*Exercise aim:* Skip every picture and copy only the lines from the one containing "Can you find the stream" to the final line of the records below.

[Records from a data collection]
◇ ◇ ◇

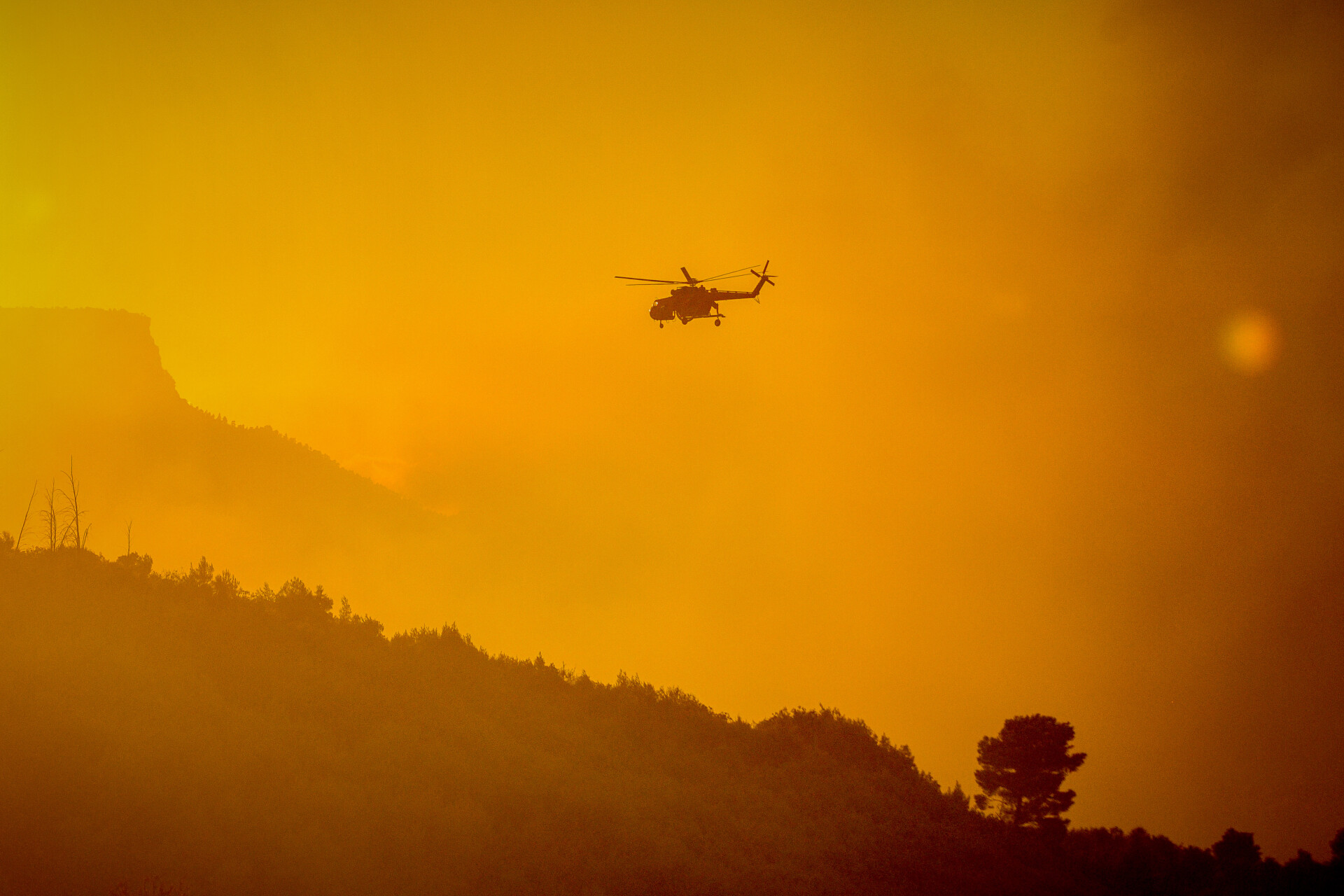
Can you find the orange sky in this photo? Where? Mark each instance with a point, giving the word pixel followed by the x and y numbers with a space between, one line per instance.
pixel 1042 416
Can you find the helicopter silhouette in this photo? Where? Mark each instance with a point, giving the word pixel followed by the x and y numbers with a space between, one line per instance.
pixel 691 301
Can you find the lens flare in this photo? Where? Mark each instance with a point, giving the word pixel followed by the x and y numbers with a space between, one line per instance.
pixel 1250 342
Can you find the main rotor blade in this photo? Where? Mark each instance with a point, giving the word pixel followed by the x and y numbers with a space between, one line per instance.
pixel 732 272
pixel 707 280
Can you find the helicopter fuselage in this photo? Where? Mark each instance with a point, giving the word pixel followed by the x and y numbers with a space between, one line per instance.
pixel 694 301
pixel 691 302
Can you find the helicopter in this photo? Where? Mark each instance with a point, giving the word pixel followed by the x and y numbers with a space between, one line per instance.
pixel 691 301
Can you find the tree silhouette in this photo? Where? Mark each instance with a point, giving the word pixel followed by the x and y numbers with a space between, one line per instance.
pixel 1022 770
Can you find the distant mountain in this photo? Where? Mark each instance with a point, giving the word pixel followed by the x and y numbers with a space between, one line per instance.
pixel 88 384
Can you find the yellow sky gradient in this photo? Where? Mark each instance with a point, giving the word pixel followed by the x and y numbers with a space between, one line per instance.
pixel 983 451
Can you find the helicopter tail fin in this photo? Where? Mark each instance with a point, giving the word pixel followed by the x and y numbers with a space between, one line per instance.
pixel 765 279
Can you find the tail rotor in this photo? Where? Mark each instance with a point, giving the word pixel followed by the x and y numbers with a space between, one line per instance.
pixel 765 279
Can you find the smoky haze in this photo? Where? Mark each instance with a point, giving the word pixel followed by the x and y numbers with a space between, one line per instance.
pixel 1042 416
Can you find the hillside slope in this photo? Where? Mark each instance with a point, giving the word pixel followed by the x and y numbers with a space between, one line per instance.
pixel 258 745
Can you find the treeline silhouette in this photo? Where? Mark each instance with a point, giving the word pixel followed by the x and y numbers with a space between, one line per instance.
pixel 178 729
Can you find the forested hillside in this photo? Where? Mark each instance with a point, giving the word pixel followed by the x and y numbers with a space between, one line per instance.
pixel 176 727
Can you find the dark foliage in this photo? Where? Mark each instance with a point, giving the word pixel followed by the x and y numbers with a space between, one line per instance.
pixel 1023 769
pixel 178 729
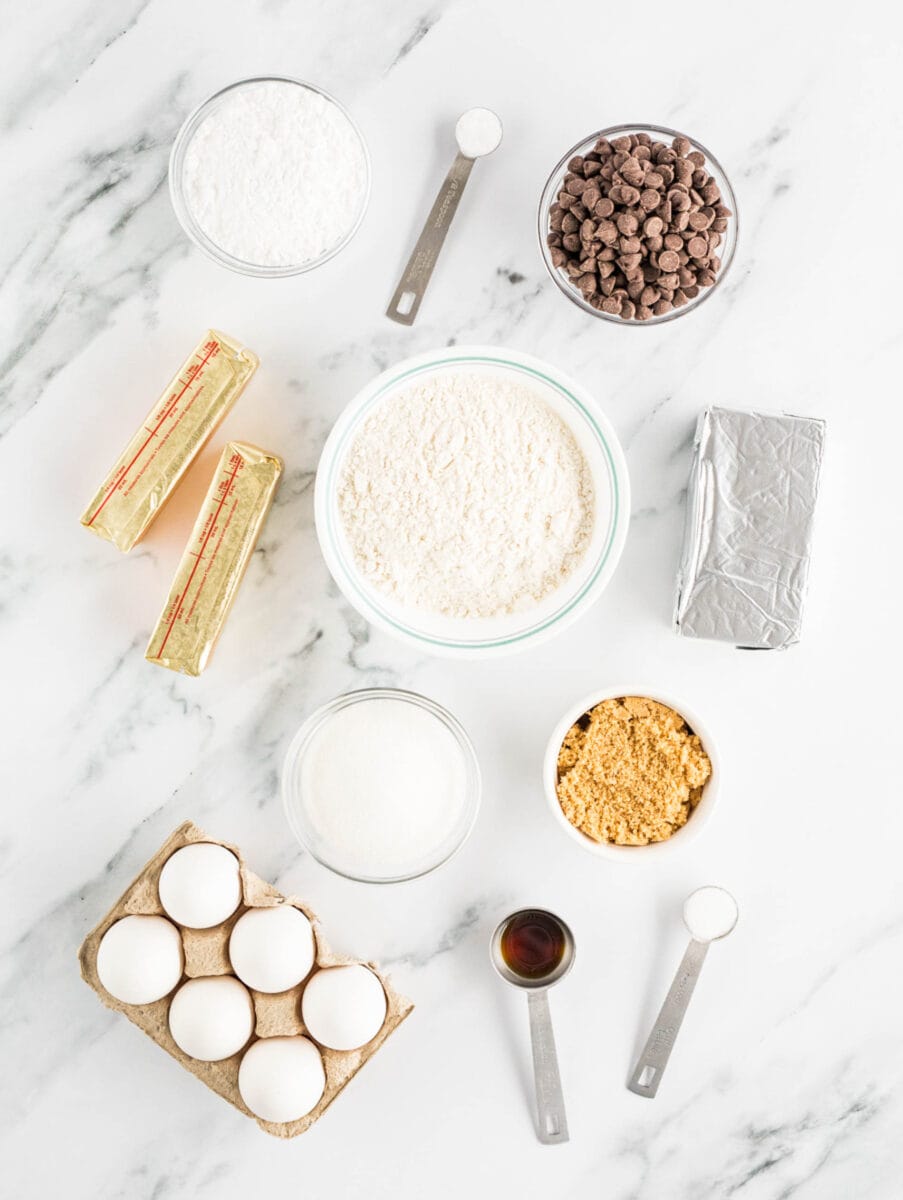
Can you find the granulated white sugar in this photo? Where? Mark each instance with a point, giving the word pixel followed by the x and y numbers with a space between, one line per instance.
pixel 466 496
pixel 383 785
pixel 276 174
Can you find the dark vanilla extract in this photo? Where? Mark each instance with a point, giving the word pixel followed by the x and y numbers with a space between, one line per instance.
pixel 533 943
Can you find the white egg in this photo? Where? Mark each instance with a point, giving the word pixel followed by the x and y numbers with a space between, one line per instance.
pixel 141 959
pixel 201 886
pixel 281 1079
pixel 211 1018
pixel 344 1007
pixel 271 949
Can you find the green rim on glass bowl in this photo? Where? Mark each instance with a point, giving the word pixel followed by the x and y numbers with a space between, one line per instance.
pixel 496 635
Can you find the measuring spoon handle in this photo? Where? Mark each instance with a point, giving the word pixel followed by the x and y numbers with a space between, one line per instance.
pixel 653 1060
pixel 410 292
pixel 552 1125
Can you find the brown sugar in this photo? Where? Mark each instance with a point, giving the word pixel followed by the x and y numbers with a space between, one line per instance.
pixel 631 772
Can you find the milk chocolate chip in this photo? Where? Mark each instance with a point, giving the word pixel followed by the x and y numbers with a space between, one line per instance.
pixel 635 226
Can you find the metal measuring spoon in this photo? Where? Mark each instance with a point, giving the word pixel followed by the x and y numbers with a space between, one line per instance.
pixel 478 132
pixel 709 913
pixel 552 1122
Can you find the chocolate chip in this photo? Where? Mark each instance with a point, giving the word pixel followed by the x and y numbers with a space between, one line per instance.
pixel 635 226
pixel 697 247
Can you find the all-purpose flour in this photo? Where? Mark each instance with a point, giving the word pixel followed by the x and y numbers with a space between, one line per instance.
pixel 275 175
pixel 466 496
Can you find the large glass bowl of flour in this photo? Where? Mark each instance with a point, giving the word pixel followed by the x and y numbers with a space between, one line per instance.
pixel 472 502
pixel 269 177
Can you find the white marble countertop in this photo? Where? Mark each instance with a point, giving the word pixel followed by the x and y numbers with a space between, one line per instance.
pixel 787 1078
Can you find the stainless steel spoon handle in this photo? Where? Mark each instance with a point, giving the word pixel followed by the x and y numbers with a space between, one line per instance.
pixel 552 1120
pixel 411 289
pixel 653 1060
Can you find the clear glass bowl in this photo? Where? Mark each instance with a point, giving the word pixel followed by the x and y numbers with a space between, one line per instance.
pixel 186 217
pixel 492 635
pixel 659 133
pixel 304 829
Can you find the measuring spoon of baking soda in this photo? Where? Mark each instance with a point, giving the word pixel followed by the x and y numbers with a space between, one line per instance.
pixel 709 913
pixel 478 132
pixel 534 949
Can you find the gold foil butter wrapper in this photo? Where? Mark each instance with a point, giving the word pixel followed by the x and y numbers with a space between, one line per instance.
pixel 215 559
pixel 175 430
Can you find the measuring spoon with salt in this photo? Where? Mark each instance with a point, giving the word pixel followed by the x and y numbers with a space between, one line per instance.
pixel 478 132
pixel 709 913
pixel 533 949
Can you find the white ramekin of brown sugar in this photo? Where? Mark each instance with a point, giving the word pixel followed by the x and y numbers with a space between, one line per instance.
pixel 608 790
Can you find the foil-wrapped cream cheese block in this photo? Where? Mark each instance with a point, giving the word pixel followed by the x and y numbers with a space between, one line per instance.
pixel 215 559
pixel 198 397
pixel 751 505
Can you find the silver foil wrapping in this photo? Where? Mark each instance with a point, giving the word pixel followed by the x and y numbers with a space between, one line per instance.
pixel 751 504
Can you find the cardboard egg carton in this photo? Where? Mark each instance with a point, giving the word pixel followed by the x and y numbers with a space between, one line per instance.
pixel 207 954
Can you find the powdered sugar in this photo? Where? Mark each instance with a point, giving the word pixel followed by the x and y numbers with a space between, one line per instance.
pixel 466 496
pixel 276 174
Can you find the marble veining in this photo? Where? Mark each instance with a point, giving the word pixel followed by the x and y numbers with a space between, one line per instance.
pixel 787 1078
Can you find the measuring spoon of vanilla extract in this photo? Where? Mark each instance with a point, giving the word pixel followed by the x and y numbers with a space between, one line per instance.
pixel 478 132
pixel 533 949
pixel 709 913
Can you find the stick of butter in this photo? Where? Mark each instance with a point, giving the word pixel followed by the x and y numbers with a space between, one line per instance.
pixel 204 389
pixel 215 559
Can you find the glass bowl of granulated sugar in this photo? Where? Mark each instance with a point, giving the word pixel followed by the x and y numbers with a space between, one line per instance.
pixel 270 177
pixel 472 502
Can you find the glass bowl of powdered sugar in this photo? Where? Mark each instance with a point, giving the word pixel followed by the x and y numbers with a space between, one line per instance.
pixel 381 785
pixel 270 177
pixel 472 502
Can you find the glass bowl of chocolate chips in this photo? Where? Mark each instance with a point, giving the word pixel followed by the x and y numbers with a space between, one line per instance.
pixel 638 225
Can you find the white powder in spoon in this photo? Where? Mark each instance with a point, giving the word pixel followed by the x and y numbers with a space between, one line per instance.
pixel 710 912
pixel 466 496
pixel 383 785
pixel 276 174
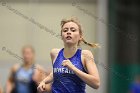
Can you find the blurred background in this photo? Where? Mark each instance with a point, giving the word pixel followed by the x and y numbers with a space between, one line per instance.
pixel 114 24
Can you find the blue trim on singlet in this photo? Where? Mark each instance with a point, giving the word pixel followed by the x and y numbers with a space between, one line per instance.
pixel 65 81
pixel 24 82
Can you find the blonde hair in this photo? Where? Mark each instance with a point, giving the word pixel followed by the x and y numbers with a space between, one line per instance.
pixel 64 21
pixel 28 46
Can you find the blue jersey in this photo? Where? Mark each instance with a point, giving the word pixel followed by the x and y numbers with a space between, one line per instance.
pixel 24 82
pixel 65 80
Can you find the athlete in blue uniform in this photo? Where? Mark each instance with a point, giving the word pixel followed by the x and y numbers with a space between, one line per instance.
pixel 73 68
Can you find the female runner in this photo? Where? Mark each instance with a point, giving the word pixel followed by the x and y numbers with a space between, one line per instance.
pixel 73 68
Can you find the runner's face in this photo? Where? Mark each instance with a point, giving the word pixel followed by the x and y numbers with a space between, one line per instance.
pixel 28 55
pixel 70 33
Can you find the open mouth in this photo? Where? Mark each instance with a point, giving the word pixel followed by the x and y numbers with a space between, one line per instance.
pixel 68 37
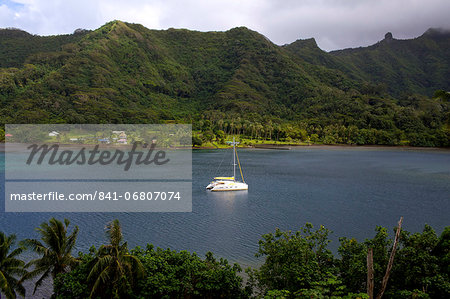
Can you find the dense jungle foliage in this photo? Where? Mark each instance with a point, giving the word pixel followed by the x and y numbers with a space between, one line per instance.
pixel 295 264
pixel 237 82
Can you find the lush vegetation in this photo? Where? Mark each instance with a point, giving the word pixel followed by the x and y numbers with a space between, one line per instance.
pixel 296 265
pixel 236 81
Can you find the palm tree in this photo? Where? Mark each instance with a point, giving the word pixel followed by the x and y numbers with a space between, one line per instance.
pixel 114 269
pixel 56 250
pixel 10 267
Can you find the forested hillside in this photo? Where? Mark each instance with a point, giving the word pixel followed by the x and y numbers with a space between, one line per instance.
pixel 233 82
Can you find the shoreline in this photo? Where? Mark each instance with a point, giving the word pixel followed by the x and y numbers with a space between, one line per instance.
pixel 273 147
pixel 327 146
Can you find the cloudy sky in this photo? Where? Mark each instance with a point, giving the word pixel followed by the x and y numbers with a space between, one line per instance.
pixel 335 24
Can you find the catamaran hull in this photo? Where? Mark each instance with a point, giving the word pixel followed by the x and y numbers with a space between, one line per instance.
pixel 231 187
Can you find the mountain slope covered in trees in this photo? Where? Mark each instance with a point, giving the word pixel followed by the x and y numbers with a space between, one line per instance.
pixel 235 81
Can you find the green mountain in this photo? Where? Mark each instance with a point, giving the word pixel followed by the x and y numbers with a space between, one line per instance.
pixel 236 81
pixel 400 67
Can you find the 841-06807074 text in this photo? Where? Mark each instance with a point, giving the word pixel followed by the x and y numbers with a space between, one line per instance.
pixel 99 195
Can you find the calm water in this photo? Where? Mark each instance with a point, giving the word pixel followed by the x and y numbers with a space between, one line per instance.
pixel 349 190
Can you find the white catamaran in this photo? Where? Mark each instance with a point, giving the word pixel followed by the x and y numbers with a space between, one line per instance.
pixel 229 183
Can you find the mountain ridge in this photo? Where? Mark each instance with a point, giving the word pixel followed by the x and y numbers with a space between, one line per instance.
pixel 126 73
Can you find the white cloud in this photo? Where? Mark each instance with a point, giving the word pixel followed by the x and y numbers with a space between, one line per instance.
pixel 334 23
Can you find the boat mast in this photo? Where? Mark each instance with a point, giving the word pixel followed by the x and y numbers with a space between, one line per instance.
pixel 234 159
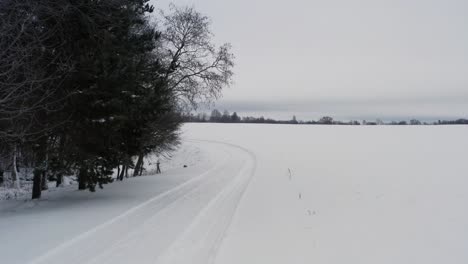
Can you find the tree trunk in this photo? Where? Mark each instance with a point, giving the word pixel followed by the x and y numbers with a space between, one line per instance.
pixel 122 172
pixel 37 190
pixel 59 179
pixel 14 169
pixel 138 166
pixel 82 178
pixel 44 179
pixel 142 167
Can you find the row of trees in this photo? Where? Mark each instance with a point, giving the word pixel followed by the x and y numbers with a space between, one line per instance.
pixel 225 117
pixel 88 86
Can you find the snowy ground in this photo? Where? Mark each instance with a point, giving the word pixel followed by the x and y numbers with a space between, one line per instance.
pixel 265 194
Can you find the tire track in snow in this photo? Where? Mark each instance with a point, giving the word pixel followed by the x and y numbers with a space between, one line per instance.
pixel 108 242
pixel 201 240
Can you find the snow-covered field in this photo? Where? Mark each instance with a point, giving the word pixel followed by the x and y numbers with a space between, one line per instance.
pixel 265 194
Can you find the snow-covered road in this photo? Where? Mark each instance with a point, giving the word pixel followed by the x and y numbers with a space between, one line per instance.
pixel 179 217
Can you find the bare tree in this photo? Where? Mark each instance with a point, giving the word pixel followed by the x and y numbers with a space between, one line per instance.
pixel 197 70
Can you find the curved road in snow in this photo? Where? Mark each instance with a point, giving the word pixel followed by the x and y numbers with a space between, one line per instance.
pixel 183 224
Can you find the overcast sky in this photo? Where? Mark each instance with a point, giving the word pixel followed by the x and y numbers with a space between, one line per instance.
pixel 365 58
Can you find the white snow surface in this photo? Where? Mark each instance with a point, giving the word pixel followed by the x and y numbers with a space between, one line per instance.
pixel 265 194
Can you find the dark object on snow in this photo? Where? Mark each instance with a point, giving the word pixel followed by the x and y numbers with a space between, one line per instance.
pixel 158 170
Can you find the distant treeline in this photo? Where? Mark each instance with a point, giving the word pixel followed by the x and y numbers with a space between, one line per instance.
pixel 226 117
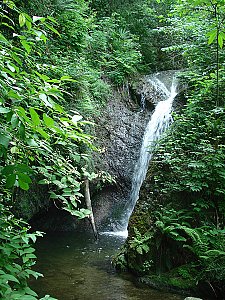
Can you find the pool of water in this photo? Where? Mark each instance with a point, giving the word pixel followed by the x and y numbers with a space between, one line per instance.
pixel 75 267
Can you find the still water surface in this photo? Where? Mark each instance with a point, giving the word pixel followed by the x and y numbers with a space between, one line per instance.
pixel 77 268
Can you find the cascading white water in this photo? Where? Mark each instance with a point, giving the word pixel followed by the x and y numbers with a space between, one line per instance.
pixel 159 122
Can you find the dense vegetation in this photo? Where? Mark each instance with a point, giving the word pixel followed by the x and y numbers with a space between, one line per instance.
pixel 52 69
pixel 59 61
pixel 177 231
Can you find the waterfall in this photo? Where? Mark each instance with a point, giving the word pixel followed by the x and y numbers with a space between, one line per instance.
pixel 159 122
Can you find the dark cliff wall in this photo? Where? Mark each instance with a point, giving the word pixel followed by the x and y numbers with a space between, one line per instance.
pixel 119 130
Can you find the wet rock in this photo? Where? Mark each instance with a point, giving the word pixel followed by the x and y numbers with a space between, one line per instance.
pixel 192 298
pixel 119 130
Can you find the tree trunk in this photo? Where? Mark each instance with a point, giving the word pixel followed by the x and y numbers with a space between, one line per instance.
pixel 89 206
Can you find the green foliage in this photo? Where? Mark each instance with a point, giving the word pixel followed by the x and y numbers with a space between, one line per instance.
pixel 140 243
pixel 114 49
pixel 39 138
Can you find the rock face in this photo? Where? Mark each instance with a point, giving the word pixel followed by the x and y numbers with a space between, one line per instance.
pixel 119 130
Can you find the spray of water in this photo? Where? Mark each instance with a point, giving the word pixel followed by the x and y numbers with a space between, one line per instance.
pixel 159 122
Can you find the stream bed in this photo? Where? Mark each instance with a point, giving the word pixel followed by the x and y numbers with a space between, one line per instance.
pixel 75 267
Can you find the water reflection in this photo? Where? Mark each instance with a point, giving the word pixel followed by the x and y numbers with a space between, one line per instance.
pixel 77 268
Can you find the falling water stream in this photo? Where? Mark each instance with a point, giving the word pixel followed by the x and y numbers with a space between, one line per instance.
pixel 159 122
pixel 76 267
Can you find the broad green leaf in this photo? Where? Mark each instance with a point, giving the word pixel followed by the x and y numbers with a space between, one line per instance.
pixel 10 181
pixel 26 46
pixel 212 36
pixel 34 116
pixel 4 140
pixel 22 131
pixel 52 29
pixel 23 185
pixel 22 19
pixel 16 58
pixel 8 277
pixel 14 150
pixel 220 40
pixel 32 143
pixel 14 121
pixel 8 169
pixel 36 18
pixel 43 133
pixel 3 39
pixel 48 120
pixel 76 118
pixel 24 177
pixel 4 110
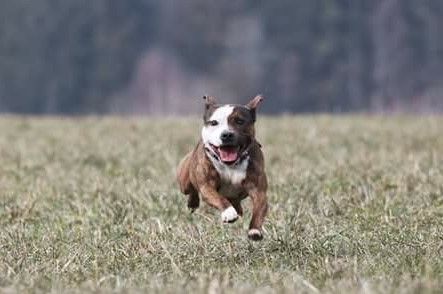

◇ ◇ ◇

*Your response:*
Can you find the stream bed in this photo? Where? Mark each instance with a point, giving the word pixel followed by the x and y numbers with a space between, one line per instance.
pixel 75 267
Can you find the water reflection in this photo? Where? Mark each instance with a point, giving the word pixel followed by the x and y numbers with a space between, one line per instance.
pixel 77 268
Can you find the falling water stream in this photo? Where? Mark each instance with a point, giving the word pixel followed by the x and y numbers with a space between, one line per instance.
pixel 159 122
pixel 76 267
Can you find the broad green leaf in this photo? Where? Mark each instance with a point, giving the word pixel followed by the x and y numbers with a space between, one line per instance.
pixel 10 181
pixel 26 46
pixel 212 36
pixel 34 116
pixel 4 140
pixel 22 131
pixel 52 29
pixel 23 185
pixel 22 19
pixel 16 58
pixel 8 277
pixel 14 150
pixel 220 40
pixel 32 143
pixel 14 121
pixel 8 169
pixel 36 18
pixel 43 133
pixel 3 39
pixel 48 120
pixel 76 118
pixel 24 177
pixel 4 110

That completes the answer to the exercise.